**OBJECTIVE**
Repeat precisely, and only, the lines between the line containing "Look at the photo above. For every instance of the plastic" and the end of the listing below, both ends included.

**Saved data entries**
+++

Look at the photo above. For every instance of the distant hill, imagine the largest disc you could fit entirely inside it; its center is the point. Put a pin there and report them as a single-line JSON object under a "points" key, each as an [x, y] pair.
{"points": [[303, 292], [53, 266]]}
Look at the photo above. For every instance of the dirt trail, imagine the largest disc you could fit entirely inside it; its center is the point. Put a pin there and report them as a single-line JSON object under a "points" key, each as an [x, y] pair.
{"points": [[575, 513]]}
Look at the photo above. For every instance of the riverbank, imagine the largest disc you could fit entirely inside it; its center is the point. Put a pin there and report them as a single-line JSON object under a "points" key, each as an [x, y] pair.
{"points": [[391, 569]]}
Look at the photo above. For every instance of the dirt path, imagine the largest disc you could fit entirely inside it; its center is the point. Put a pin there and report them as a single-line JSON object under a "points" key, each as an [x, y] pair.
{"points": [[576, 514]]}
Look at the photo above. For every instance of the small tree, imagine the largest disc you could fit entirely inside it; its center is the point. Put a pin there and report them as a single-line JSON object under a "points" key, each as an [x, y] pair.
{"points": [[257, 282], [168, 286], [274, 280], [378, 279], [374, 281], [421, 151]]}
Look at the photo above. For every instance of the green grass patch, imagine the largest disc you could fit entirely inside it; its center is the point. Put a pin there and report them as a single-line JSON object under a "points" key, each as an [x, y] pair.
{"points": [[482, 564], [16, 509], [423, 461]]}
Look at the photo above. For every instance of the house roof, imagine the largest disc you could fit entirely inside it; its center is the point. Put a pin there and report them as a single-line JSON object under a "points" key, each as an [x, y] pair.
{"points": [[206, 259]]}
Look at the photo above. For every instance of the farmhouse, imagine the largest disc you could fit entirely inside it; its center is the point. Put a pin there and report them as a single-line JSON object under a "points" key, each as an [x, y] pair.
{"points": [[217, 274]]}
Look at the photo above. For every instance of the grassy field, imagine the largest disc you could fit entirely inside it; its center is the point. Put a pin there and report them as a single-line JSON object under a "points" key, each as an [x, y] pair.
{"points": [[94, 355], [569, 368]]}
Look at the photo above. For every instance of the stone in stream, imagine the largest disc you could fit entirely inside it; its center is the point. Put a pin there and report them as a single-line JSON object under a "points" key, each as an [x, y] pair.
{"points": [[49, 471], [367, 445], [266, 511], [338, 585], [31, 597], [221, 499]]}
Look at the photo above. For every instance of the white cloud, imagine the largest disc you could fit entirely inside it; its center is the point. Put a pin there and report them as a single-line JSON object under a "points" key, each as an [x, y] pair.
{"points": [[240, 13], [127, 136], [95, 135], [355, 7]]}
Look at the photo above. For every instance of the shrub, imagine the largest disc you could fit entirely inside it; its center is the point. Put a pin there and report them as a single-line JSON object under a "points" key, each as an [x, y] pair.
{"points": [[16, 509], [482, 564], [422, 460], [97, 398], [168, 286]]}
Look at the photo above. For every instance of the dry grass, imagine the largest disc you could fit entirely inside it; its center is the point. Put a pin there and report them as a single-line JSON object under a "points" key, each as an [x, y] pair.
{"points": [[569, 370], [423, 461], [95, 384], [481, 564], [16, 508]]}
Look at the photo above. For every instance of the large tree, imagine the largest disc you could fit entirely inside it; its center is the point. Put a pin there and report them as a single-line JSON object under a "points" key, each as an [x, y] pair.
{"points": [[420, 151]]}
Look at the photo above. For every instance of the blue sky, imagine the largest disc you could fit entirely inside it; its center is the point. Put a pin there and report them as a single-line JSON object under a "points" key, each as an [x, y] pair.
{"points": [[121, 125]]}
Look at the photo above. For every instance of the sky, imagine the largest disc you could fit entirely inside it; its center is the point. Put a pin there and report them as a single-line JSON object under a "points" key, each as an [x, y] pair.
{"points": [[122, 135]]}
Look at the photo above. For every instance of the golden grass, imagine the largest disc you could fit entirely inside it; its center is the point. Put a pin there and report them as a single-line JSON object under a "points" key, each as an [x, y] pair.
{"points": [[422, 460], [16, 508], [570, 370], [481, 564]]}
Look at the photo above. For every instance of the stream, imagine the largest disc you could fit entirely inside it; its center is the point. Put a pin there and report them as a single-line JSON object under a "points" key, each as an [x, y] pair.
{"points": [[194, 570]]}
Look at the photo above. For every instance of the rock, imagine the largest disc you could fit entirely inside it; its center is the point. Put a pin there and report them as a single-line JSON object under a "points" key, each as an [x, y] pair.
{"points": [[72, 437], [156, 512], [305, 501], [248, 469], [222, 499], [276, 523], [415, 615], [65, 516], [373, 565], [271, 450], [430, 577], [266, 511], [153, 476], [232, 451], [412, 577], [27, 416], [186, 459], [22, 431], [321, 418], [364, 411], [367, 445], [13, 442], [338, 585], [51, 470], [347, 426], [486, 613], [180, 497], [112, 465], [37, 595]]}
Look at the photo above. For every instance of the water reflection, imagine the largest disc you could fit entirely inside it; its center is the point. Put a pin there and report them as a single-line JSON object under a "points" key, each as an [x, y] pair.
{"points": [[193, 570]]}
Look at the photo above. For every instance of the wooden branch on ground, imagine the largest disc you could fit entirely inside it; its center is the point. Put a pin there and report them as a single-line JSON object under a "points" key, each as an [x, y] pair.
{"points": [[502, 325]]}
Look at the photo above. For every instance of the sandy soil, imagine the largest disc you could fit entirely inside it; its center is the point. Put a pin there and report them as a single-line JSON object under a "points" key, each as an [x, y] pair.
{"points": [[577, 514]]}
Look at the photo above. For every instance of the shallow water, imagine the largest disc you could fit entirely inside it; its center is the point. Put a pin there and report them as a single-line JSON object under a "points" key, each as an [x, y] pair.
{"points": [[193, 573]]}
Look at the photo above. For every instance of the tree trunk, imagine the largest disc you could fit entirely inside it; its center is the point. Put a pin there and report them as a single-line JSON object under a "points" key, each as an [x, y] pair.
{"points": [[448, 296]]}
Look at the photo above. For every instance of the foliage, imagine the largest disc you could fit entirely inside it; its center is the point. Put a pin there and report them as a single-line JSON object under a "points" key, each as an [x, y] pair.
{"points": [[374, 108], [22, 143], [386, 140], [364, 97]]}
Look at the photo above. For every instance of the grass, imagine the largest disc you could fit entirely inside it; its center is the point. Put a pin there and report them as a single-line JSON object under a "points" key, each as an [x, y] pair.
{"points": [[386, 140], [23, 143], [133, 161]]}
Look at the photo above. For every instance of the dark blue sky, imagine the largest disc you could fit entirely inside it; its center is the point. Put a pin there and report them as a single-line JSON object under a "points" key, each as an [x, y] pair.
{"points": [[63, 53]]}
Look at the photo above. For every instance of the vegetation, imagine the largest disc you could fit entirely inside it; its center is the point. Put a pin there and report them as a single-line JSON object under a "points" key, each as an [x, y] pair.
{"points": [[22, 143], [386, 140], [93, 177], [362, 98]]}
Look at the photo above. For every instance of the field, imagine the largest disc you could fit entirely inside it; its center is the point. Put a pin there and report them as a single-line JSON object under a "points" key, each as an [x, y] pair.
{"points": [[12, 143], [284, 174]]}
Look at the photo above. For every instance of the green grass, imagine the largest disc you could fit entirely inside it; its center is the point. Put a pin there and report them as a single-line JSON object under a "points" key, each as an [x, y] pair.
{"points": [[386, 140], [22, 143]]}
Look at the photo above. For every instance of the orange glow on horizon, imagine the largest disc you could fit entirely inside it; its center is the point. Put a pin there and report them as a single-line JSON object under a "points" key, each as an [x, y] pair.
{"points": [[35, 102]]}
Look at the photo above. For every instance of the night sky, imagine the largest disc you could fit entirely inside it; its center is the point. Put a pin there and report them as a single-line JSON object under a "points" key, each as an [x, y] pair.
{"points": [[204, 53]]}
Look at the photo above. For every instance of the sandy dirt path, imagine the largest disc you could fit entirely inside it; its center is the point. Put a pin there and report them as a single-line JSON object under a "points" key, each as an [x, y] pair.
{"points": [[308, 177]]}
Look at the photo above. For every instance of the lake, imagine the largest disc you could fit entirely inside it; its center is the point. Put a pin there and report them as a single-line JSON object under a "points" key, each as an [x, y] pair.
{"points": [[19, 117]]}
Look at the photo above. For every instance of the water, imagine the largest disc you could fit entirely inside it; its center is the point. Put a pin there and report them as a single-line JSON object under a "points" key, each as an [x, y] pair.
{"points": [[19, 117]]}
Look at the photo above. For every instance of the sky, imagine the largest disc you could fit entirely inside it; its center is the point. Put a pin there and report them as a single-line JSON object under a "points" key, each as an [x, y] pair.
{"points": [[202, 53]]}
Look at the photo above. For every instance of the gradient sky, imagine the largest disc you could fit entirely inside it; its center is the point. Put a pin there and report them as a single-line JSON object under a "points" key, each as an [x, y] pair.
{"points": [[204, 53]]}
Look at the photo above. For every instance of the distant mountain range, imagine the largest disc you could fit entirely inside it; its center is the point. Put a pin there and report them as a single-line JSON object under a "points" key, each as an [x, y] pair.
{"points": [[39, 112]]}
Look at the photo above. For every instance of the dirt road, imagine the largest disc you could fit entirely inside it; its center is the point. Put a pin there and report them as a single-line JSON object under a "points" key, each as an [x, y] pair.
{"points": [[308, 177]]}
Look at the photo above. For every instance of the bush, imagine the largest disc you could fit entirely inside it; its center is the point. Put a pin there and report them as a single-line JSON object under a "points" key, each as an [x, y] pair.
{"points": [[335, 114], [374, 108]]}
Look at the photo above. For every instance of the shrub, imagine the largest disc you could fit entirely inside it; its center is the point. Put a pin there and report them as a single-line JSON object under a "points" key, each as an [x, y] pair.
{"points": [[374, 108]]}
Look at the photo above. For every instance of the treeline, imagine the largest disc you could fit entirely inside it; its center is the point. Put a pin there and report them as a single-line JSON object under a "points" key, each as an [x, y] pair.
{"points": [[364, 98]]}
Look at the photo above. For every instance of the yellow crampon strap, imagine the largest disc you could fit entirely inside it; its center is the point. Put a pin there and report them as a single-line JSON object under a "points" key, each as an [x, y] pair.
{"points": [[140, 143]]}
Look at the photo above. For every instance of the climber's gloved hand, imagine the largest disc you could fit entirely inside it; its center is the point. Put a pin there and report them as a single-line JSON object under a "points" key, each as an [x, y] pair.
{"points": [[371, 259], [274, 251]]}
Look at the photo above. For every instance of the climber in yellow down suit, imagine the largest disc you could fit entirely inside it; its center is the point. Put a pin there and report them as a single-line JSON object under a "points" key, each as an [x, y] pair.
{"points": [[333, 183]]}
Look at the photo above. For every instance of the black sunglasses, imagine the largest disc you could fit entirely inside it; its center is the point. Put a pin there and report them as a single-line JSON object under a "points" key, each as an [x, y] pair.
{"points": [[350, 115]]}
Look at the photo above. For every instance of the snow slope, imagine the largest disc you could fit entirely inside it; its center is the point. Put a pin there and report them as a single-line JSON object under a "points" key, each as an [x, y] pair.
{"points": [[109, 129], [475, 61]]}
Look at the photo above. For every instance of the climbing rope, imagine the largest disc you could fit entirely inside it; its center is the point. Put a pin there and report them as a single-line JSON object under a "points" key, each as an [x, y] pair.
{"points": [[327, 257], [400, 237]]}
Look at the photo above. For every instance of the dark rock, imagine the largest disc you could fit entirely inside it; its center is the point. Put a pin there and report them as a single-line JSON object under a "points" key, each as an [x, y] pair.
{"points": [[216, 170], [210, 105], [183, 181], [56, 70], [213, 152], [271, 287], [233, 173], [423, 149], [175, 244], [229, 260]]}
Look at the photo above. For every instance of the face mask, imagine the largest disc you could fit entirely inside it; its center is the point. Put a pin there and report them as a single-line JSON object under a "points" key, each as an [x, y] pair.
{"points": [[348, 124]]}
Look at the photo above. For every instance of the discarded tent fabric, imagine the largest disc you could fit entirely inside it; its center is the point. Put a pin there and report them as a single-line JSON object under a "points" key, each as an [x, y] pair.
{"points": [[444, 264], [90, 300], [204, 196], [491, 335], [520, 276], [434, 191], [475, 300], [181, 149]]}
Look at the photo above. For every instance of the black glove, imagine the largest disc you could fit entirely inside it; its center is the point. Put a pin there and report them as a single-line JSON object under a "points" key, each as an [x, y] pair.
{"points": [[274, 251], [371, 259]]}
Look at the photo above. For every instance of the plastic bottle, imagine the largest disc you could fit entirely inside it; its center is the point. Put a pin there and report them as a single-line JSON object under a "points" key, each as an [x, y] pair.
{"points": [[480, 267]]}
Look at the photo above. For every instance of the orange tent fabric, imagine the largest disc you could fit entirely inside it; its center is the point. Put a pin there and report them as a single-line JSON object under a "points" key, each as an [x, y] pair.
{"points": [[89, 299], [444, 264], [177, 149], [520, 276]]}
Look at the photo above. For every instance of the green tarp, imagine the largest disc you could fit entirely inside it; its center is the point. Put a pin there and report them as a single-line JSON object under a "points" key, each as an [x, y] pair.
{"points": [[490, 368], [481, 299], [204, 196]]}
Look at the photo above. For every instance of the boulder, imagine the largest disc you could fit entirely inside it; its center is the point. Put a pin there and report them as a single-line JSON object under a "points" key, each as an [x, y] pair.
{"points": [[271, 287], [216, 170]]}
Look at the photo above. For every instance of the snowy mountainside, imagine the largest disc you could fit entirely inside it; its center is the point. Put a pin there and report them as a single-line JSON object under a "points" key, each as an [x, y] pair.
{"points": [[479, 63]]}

+++

**OUTPUT OF THE EXERCISE**
Look at the photo above. For every instance of the plastic bottle, imagine the largest disc you could fit entirely inside it; its center is the point. Put a pin there and report them as a single-line JSON object under a "points" key, each as an [x, y] pair.
{"points": [[480, 267]]}
Look at the photo above. For every instance of the orange tent fabric, imagine the largest disc you could fit entirely inside it; its center is the point. Put a pin there and report them as a single-line JSON object under a "points" key, each as an [x, y] pair.
{"points": [[89, 299], [444, 264], [177, 149], [520, 276]]}
Look at the photo above. For every instance of the green tarp, imagine the largest disc you could fit entirely inside it; its center is the point. Put a pin there and report them as a single-line JSON object under a "points" key, each as an [x, y] pair.
{"points": [[490, 368], [481, 299], [204, 196]]}
Look at the photo above. For every instance of the boulder, imagine the largest disc you could fit entirely inside it; its center is the point. Put a pin there and report them as a single-line JSON object under a "points" key, each as an [x, y] pair.
{"points": [[271, 287], [216, 170]]}
Look at the photo above. For every instance of the snowy mountainside, imagine the largest disc you could fit entirely inside it; its center is the point. Put a pin there and report them as a single-line JSON object under a "points" key, each as an [x, y] pair.
{"points": [[479, 63]]}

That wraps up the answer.